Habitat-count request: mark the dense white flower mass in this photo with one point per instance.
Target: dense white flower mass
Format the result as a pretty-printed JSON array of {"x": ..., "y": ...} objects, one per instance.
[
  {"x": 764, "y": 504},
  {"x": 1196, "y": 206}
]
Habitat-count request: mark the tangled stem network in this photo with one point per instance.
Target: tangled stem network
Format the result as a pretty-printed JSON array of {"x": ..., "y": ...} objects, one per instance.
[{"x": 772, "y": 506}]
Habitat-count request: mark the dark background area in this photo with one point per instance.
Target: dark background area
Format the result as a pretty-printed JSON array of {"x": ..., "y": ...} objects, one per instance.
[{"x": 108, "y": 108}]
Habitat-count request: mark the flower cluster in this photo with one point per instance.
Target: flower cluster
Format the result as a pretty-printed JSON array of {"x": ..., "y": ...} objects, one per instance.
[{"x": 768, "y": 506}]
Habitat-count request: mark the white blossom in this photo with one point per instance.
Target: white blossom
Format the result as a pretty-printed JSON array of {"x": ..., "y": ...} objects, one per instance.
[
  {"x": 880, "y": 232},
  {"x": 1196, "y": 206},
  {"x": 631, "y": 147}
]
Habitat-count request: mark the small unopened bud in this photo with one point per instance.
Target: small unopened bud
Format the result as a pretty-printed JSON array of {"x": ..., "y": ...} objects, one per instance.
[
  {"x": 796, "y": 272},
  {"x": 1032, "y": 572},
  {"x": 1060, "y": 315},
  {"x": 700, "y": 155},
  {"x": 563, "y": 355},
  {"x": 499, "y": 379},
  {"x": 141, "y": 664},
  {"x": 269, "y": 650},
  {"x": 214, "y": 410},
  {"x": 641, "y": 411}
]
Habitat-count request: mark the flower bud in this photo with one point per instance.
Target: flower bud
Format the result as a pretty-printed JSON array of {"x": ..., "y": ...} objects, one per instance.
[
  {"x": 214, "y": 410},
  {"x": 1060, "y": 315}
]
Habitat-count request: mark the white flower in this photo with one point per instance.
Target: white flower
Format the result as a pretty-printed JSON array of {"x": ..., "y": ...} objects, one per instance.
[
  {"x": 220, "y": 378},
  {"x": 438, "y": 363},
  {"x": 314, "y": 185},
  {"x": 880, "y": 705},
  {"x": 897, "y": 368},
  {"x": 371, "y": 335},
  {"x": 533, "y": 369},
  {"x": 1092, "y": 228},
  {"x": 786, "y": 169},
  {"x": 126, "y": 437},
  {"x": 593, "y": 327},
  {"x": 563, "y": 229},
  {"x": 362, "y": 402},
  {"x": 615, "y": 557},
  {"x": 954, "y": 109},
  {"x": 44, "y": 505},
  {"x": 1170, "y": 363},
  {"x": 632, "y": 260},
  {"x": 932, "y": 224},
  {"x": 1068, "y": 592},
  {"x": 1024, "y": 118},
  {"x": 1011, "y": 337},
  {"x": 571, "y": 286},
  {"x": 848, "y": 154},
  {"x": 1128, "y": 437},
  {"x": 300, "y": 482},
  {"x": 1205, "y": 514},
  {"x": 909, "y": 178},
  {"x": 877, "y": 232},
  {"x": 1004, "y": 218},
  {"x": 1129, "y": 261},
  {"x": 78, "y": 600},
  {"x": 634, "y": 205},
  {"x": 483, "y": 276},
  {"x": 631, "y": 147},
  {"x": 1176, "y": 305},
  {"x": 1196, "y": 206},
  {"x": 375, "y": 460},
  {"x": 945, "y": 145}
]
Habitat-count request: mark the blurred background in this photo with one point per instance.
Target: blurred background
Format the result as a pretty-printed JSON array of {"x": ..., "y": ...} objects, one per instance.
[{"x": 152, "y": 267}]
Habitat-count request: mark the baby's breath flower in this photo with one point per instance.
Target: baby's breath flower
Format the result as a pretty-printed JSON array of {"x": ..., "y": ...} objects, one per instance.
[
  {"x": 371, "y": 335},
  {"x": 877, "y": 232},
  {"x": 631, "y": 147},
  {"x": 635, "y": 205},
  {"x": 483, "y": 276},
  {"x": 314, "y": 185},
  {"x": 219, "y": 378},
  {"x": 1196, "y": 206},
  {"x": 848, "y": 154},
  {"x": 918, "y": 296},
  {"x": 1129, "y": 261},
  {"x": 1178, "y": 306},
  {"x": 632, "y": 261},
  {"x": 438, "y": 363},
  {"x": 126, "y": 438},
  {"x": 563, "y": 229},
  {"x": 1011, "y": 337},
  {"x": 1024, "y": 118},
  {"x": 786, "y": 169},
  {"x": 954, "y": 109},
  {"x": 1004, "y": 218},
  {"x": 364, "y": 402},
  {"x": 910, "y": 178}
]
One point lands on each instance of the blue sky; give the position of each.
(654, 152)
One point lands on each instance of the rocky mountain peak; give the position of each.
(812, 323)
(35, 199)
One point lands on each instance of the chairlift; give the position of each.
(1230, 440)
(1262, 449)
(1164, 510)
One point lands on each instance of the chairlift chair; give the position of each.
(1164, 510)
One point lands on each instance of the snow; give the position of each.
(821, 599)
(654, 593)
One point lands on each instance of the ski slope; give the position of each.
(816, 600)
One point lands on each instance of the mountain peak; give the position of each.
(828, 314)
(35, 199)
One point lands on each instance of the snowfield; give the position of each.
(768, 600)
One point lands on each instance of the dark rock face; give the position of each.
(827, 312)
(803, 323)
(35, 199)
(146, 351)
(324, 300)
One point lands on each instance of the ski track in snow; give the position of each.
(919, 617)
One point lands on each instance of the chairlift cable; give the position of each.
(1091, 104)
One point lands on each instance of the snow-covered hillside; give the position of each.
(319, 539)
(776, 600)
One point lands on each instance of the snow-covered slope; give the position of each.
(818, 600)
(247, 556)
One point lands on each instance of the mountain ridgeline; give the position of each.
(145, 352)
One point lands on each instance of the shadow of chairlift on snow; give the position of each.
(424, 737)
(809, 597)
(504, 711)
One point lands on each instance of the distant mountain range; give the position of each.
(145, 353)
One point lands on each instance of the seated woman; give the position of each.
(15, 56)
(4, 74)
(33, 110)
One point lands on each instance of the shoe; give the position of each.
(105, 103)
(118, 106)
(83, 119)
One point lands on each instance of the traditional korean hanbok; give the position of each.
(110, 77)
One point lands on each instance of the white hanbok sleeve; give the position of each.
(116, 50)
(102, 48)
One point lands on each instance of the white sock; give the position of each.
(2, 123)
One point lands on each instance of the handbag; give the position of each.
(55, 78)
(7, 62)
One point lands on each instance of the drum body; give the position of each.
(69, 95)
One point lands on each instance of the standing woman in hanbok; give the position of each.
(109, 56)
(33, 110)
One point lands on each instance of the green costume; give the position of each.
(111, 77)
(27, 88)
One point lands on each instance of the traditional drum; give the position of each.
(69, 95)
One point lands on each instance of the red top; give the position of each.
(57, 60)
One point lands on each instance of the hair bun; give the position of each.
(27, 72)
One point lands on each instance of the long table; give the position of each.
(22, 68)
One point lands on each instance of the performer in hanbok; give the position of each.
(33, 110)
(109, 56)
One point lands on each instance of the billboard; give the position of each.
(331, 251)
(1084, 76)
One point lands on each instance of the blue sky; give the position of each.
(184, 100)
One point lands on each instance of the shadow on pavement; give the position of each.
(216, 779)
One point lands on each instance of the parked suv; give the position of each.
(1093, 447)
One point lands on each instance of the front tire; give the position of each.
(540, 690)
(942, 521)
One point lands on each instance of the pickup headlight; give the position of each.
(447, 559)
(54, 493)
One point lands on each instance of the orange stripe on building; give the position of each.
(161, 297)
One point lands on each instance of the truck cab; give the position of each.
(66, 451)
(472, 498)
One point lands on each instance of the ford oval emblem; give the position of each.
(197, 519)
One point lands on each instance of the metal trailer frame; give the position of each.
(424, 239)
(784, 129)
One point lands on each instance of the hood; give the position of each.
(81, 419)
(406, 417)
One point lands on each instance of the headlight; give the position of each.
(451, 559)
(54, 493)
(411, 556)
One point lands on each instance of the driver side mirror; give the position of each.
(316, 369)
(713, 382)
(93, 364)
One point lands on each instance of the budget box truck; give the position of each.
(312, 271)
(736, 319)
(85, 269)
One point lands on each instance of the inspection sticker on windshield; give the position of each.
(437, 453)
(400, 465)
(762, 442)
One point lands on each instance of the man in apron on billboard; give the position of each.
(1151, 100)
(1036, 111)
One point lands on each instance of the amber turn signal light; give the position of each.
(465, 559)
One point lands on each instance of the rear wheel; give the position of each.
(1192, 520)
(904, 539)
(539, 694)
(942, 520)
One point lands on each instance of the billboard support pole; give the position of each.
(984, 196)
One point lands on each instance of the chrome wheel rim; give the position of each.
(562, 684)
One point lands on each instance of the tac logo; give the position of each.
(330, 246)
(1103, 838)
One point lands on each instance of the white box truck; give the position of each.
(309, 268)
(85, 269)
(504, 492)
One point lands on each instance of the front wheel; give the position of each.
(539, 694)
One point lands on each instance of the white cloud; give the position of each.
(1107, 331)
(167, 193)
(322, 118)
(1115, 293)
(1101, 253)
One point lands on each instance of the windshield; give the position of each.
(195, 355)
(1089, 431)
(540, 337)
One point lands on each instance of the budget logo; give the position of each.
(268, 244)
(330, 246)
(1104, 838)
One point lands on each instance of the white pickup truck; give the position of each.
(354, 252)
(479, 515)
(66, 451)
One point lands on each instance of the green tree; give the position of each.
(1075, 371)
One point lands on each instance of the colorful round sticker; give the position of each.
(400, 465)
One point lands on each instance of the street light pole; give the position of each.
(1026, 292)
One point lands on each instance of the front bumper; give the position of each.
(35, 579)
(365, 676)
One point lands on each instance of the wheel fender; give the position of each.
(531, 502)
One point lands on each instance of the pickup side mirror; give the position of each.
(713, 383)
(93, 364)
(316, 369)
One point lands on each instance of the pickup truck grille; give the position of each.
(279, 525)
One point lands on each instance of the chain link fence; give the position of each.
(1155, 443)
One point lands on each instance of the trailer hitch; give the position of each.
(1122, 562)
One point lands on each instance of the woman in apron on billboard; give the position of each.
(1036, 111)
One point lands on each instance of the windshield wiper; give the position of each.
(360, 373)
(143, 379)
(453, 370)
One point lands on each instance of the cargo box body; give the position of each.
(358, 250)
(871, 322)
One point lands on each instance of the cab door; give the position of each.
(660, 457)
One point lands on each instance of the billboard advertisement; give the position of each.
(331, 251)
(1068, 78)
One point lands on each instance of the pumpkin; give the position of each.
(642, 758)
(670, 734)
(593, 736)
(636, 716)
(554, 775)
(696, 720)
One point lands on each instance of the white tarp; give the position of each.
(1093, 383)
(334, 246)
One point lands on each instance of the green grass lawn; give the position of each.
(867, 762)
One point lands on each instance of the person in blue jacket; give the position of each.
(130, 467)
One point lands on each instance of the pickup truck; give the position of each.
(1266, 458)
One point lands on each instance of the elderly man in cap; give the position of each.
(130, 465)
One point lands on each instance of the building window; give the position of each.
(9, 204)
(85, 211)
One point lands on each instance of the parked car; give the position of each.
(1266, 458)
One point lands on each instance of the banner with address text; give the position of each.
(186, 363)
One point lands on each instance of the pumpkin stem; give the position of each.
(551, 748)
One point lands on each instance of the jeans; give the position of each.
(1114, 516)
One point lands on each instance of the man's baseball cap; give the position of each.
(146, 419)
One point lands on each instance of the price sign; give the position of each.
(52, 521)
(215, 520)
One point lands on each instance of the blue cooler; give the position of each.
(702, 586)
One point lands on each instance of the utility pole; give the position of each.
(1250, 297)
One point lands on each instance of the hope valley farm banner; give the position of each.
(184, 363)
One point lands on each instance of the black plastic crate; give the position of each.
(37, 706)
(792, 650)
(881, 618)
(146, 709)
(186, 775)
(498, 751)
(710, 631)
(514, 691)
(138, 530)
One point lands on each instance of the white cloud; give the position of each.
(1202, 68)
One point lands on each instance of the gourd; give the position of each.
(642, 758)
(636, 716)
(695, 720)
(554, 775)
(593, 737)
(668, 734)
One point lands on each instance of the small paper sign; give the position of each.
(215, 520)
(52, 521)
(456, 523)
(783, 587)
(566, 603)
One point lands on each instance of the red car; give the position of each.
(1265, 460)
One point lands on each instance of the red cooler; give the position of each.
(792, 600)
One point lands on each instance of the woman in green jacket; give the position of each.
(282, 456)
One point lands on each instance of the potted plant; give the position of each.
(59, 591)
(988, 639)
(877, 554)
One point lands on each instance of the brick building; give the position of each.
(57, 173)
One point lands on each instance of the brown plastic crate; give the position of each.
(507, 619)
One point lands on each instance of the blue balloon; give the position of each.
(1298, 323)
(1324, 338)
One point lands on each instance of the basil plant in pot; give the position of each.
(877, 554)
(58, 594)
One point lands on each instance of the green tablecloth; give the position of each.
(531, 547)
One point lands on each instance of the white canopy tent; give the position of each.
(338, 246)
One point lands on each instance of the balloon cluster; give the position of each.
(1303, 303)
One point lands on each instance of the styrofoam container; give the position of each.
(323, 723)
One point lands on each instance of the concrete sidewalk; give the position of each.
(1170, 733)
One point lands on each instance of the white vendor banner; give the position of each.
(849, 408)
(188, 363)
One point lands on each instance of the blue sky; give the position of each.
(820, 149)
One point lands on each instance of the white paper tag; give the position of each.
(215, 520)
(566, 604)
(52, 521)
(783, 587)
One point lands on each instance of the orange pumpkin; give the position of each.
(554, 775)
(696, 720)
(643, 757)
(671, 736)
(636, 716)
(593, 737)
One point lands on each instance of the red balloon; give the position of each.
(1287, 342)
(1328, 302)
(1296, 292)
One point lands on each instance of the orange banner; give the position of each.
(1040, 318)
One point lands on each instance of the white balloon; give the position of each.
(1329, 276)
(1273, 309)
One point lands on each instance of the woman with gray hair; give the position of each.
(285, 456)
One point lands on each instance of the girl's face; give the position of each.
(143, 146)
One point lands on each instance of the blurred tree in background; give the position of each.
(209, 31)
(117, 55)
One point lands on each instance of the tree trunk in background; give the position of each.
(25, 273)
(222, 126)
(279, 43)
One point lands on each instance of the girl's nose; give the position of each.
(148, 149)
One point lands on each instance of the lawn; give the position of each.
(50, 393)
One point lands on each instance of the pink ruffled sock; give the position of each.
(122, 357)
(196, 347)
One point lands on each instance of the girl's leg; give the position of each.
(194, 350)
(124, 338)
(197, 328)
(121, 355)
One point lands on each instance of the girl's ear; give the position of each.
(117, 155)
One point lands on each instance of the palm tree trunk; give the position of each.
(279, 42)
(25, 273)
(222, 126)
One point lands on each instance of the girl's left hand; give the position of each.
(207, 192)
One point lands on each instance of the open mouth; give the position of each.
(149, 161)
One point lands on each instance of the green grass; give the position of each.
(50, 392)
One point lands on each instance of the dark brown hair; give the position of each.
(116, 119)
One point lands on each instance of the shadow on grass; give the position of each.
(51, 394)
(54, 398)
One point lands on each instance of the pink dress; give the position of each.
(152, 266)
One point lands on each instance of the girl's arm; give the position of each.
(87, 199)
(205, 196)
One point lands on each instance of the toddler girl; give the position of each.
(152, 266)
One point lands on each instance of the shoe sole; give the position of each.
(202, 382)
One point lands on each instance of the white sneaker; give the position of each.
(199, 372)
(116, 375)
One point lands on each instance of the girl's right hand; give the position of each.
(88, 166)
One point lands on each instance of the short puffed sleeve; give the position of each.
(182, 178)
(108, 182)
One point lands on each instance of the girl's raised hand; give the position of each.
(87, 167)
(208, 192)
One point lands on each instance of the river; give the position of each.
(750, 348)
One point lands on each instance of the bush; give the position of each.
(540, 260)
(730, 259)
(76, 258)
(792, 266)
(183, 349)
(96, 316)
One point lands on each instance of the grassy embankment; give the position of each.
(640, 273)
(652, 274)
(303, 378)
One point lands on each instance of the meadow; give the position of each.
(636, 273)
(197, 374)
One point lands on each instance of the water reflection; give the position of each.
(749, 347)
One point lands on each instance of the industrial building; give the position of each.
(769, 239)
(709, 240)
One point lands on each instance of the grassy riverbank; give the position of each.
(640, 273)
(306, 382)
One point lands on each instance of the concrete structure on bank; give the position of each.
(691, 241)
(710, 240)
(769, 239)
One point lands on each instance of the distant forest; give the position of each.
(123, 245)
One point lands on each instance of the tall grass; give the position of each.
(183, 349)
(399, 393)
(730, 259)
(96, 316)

TASK BRIEF: Every line from the one containing "One point lands on each instance of the river;" through the last line of the entries must be written out verbatim, and no other line.

RESPONSE TO THE EXERCISE:
One point lands on each instance of the river; give the position of each.
(750, 348)
One point lands on each instance of the bush; give the position of each.
(540, 260)
(730, 259)
(76, 258)
(792, 266)
(183, 349)
(96, 316)
One point lands on each instance of the grassy embankment; give the position of each.
(640, 273)
(652, 274)
(303, 378)
One point lands on each instance of the meadow; give the position of each.
(636, 273)
(197, 374)
One point lands on each instance of the water reflection; give the position of each.
(749, 347)
One point lands on each instance of the industrial building; give the position of each.
(769, 239)
(709, 240)
One point lands on each instance of the grassy riverbank; give the position of each.
(640, 273)
(306, 382)
One point lands on each instance of the concrete structure on bank; give the position of each.
(691, 241)
(710, 240)
(769, 239)
One point lands on each instance of the distant forest; give the position of each.
(123, 245)
One point lands on each instance of the tall grass; give the position of each.
(183, 349)
(399, 393)
(730, 259)
(96, 316)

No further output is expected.